*ARTICLE*
-- START --

CITATION: Plus 55 Village Management P/L v Parisi Homes P/L [2005] NSWSC 559






FILE NUMBER(S): 1712/05


HEARING DATE{S): 03/06/05


JUDGMENT DATE: 03/06/2005



Plus 55 Village Management Pty Limited


Parisi Homes Pty Limited











Plaintiff: I D Roche

Defendant: D Baran




Defendant: Hancock Alldis & Roskov




BUILDING AND CONSTRUCTION - Application under s 459G of Corporations Act to set aside a statutory demand - Oral agreement for building of aged-care hostel - Adjudication in favour of the defendant filed as a District Court judgment - Consumer Claims Tribunal declined to hear application due to lack of jurisdiction - Dispute as to basis for payment - Dispute as to whether work is a "dwelling" under Home Building Regulations - Home Building Act ss 10, 91(1)(a), 92, 94 - Building and Construction Industry Security of Payment Act ss 32(2), (3) - Corporations Act s 459G, s 459H(1)(b) - Held that there is a genuine dispute about whether the plaintiff is liable for the amount adjudicated - Statutory demand set aside.

-- END --

*TASK SET*
A) Retype the stretch of the case summary from "BUILDING AND CONSTRUCTION - Application" through "demand set aside.".
B) According to the case summary, what was the oral agreement for?
C) In one to three sentences, explain why the case summary says the statutory demand was set aside.
The items that come after this point are drawn from a different source than the case summary.

*DATA SUPPLIED*

-- START --

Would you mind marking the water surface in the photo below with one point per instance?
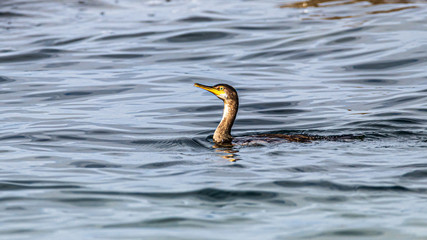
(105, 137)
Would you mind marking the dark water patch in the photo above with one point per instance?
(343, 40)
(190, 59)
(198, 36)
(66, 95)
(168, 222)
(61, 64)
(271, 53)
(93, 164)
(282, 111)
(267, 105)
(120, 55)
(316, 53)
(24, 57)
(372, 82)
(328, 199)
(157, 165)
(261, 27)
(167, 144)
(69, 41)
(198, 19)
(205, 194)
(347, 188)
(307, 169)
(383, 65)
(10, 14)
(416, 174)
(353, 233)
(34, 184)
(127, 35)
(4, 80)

-- END --
-- START --

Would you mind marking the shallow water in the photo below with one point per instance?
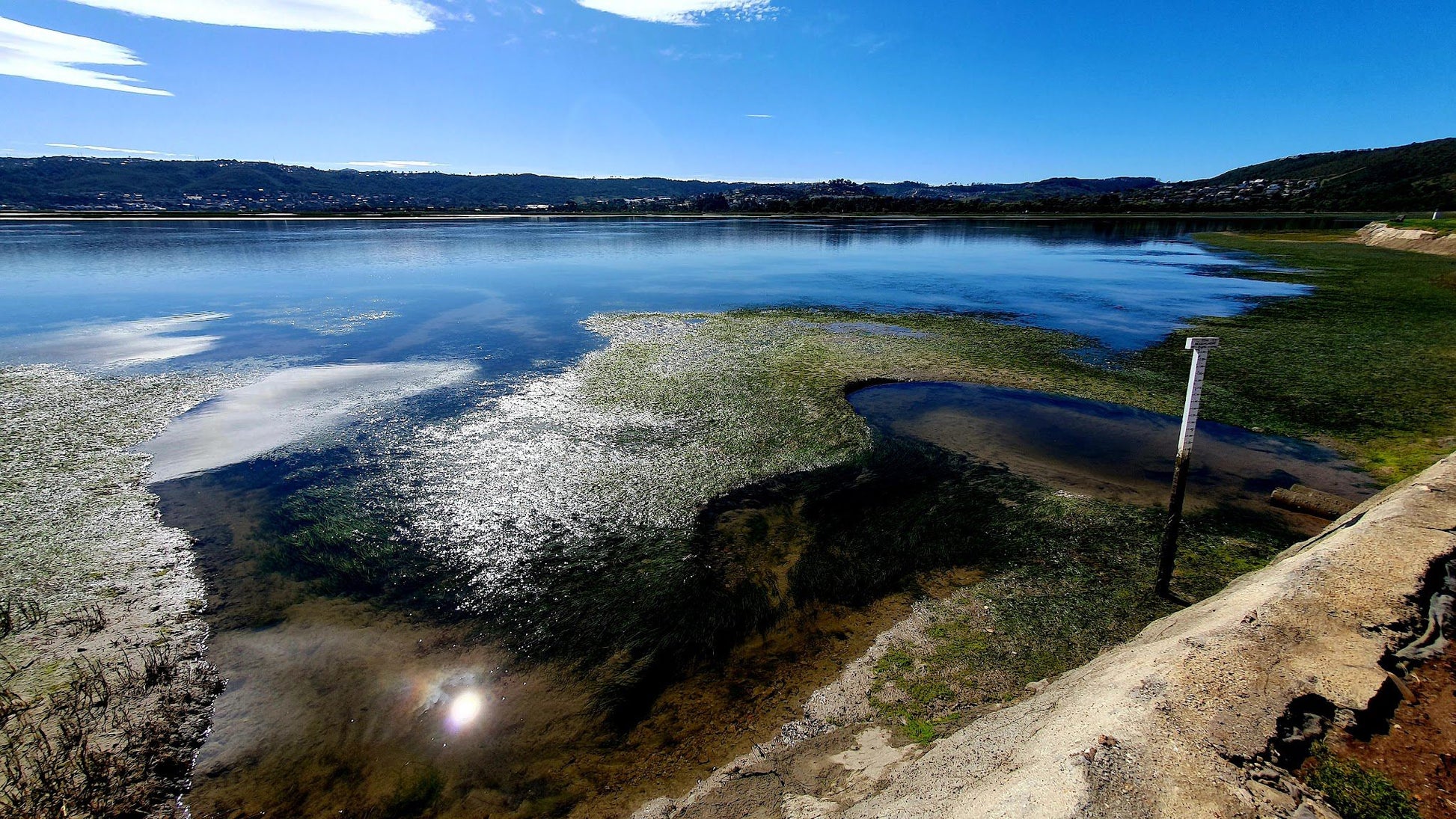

-- END --
-- START --

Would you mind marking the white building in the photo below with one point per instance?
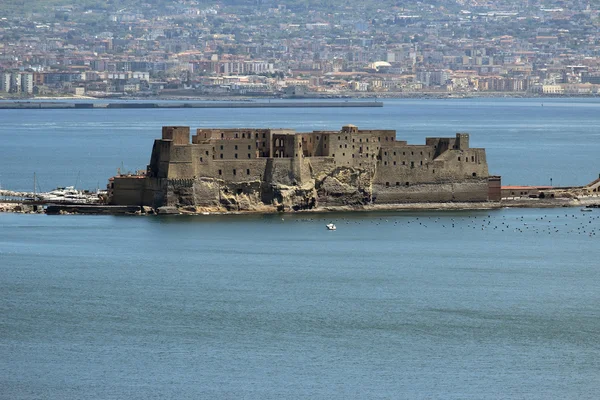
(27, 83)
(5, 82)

-- END --

*SOLUTIONS BELOW*
A)
BUILDING AND CONSTRUCTION - Application under s 459G of Corporations Act to set aside a statutory demand - Oral agreement for building of aged-care hostel - Adjudication in favour of the defendant filed as a District Court judgment - Consumer Claims Tribunal declined to hear application due to lack of jurisdiction - Dispute as to basis for payment - Dispute as to whether work is a "dwelling" under Home Building Regulations - Home Building Act ss 10, 91(1)(a), 92, 94 - Building and Construction Industry Security of Payment Act ss 32(2), (3) - Corporations Act s 459G, s 459H(1)(b) - Held that there is a genuine dispute about whether the plaintiff is liable for the amount adjudicated - Statutory demand set aside.

B) The building of an aged-care hostel.

C) The court held that there is a genuine dispute about whether the plaintiff is liable for the amount adjudicated. On that basis, the statutory demand was set aside.